Items from a dataset:
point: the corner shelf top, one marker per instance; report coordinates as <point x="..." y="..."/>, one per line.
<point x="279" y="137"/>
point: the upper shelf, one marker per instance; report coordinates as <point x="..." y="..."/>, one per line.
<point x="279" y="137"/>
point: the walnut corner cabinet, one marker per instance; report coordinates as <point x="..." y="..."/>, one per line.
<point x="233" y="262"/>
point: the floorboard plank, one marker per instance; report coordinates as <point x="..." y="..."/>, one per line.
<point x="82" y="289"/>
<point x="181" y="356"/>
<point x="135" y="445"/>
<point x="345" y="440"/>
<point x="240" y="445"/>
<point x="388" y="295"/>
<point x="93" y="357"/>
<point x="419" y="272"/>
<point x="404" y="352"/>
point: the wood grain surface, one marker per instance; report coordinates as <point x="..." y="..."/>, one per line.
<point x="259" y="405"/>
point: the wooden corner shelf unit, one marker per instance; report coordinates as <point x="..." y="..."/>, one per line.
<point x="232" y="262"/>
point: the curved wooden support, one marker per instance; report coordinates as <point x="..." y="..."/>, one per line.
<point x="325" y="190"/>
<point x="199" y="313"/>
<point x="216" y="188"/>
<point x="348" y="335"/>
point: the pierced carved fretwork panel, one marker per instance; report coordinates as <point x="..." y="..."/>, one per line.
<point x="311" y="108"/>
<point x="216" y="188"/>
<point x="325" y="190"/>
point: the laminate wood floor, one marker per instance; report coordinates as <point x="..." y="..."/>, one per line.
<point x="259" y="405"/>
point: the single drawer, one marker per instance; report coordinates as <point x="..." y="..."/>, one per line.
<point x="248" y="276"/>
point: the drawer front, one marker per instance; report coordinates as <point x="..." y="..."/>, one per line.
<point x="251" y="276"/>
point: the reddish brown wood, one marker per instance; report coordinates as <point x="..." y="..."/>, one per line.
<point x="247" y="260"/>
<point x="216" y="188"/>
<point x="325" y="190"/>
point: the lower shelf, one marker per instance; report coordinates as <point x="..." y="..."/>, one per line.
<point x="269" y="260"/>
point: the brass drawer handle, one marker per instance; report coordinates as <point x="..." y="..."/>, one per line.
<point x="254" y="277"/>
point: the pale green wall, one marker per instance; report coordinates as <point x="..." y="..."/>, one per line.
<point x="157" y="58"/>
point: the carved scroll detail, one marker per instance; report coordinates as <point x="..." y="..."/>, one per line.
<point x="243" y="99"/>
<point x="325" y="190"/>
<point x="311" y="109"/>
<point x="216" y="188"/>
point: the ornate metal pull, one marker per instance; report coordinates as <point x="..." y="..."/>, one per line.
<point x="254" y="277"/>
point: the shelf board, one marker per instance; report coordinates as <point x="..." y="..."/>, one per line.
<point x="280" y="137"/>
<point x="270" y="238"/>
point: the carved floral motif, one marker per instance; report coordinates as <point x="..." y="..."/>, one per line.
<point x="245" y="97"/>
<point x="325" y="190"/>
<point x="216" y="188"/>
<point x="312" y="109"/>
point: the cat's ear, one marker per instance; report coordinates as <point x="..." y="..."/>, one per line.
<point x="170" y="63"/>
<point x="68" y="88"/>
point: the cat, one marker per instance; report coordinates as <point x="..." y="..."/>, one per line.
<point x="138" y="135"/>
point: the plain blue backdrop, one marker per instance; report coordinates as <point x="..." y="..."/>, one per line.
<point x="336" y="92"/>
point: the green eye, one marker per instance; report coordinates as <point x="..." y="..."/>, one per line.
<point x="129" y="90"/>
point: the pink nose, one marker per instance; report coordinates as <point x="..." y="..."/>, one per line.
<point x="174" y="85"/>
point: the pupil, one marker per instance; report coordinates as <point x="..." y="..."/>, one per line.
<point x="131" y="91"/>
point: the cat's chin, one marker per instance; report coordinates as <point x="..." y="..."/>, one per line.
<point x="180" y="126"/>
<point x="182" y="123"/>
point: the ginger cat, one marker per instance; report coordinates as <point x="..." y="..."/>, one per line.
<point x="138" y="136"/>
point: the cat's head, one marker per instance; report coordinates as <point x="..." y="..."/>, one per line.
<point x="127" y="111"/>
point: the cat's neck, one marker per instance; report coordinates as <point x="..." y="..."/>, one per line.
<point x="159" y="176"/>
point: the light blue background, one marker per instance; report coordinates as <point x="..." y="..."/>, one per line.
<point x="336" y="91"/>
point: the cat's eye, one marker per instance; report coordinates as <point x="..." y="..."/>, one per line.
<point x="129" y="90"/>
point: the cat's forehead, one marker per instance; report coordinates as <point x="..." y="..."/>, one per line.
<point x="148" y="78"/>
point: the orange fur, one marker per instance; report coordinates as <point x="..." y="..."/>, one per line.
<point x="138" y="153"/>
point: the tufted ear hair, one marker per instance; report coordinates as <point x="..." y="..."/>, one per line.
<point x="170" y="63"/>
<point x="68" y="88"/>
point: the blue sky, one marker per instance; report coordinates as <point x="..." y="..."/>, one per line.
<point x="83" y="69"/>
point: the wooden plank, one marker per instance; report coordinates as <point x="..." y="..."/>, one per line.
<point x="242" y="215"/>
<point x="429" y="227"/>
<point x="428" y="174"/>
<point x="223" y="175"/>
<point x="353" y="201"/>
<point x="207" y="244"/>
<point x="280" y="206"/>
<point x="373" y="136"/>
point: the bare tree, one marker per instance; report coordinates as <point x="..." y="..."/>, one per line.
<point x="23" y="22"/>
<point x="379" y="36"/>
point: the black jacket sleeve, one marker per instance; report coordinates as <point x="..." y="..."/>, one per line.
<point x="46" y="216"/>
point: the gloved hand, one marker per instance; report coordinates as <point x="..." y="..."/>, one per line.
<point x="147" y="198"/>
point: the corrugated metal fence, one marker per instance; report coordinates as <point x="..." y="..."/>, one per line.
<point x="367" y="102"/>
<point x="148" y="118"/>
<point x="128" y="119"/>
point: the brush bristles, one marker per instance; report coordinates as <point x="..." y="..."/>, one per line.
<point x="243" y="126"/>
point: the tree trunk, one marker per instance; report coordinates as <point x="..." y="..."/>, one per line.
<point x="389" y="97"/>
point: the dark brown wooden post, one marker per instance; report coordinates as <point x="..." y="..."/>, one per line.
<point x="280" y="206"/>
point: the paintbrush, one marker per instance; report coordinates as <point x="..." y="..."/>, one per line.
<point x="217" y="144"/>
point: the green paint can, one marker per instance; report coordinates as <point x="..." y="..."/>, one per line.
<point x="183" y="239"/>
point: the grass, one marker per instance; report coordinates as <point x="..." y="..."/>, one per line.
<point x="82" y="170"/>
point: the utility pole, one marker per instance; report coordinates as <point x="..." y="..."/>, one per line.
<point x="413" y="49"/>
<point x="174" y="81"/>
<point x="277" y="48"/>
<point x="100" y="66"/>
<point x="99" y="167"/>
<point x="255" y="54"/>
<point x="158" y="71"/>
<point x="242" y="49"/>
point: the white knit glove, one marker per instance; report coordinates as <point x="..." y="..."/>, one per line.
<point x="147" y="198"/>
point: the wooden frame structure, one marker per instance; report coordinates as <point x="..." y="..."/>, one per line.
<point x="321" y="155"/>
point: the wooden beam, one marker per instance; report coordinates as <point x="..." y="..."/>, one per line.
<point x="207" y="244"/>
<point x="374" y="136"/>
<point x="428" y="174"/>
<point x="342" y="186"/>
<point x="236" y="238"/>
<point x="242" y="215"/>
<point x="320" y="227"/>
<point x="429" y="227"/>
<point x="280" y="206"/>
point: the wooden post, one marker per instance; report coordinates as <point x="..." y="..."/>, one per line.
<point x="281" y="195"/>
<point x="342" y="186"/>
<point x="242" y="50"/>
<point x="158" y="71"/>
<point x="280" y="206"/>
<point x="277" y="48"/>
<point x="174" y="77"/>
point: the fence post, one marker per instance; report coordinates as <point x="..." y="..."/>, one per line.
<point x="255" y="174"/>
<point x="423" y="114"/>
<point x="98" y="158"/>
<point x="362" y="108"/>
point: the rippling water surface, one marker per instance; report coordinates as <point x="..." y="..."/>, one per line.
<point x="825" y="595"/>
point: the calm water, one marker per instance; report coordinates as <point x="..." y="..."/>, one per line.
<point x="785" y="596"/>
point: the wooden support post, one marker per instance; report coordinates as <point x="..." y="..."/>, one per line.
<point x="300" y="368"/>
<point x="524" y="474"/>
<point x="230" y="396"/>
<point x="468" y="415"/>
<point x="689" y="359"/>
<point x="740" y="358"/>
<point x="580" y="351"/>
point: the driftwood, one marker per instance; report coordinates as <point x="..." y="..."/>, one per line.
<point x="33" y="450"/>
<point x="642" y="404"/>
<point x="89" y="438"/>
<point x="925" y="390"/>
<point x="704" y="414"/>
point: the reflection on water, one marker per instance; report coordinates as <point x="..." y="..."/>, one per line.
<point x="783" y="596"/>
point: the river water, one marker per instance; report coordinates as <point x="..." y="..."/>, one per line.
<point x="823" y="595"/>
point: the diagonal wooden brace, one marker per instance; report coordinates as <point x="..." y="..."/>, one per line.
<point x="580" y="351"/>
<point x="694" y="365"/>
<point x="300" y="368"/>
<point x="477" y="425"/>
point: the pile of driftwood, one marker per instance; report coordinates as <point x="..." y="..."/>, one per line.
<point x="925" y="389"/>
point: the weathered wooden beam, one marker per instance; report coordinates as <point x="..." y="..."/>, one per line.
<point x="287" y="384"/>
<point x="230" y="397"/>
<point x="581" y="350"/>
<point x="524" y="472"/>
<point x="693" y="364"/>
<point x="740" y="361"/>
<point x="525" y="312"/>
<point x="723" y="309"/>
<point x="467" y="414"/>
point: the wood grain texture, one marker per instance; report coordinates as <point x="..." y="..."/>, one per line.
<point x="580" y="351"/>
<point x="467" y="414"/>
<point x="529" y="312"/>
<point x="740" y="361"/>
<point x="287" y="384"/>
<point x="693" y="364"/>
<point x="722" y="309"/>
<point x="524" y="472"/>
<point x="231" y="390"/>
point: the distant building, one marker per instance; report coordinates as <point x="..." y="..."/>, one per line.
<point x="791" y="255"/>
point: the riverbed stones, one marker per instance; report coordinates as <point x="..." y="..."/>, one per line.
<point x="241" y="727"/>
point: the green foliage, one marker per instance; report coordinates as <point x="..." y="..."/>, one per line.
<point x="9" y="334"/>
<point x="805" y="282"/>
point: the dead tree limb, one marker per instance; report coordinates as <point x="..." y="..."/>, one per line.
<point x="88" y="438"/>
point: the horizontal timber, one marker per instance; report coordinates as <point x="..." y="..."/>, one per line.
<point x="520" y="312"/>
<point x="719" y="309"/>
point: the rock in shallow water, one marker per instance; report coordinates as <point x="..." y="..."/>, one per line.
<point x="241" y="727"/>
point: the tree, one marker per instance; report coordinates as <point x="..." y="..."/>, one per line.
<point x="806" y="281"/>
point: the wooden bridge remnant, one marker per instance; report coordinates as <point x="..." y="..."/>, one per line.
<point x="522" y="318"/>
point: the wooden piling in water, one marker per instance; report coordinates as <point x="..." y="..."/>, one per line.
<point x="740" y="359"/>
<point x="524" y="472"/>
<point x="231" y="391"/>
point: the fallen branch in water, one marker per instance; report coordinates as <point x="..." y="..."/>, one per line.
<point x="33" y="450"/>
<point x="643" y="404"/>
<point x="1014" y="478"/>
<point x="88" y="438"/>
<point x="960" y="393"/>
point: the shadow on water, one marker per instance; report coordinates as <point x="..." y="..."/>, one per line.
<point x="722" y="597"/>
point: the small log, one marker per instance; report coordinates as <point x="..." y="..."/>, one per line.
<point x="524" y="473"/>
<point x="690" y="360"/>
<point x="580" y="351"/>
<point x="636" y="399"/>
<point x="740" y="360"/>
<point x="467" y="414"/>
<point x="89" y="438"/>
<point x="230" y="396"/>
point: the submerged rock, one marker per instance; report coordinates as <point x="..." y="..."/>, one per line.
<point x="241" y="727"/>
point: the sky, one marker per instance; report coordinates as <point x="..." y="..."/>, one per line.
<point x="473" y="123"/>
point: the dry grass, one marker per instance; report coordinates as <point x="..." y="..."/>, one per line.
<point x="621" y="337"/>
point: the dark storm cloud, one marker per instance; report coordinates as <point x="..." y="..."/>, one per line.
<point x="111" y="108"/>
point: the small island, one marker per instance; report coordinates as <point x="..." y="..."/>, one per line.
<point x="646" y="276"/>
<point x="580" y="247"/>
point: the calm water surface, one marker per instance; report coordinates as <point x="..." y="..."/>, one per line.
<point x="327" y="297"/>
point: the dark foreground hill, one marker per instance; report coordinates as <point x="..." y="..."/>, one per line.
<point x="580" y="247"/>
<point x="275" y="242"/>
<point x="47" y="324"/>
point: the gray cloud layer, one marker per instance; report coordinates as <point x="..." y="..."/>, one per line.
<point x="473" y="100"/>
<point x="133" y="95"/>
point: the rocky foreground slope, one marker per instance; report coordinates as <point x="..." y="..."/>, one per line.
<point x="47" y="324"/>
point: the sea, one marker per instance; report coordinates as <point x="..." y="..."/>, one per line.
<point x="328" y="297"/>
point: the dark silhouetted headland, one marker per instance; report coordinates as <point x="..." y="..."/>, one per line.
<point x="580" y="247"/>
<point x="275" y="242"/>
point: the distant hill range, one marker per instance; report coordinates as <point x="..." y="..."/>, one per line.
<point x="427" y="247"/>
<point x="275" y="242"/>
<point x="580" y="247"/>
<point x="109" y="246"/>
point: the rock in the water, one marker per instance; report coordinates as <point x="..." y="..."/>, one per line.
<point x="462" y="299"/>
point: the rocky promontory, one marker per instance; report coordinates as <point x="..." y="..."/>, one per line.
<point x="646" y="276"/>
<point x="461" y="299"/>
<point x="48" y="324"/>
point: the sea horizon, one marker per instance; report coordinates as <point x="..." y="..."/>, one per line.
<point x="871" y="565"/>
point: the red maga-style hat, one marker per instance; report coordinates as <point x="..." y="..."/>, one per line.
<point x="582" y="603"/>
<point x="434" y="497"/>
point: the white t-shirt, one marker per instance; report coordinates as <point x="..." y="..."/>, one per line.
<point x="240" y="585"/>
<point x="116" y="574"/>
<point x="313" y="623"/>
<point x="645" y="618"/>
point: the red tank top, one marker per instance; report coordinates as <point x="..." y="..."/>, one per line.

▶ WHAT IS NEEDED
Extract every line from the one containing "point: the sea horizon, one" through the last line of the data, inclusive, exactly as written.

▶ TASK OUTPUT
point: the sea horizon, one marker per instance; report coordinates as <point x="..." y="..."/>, one per line.
<point x="871" y="565"/>
point: the red maga-style hat, one marker per instance; report coordinates as <point x="..." y="..."/>, one per line.
<point x="582" y="603"/>
<point x="434" y="497"/>
point: the white t-shirt, one marker per instance; report coordinates as <point x="..." y="..."/>, one per line.
<point x="240" y="585"/>
<point x="116" y="574"/>
<point x="313" y="623"/>
<point x="645" y="618"/>
point: the red tank top, one marker per instance; report coordinates as <point x="..." y="..."/>, one per line.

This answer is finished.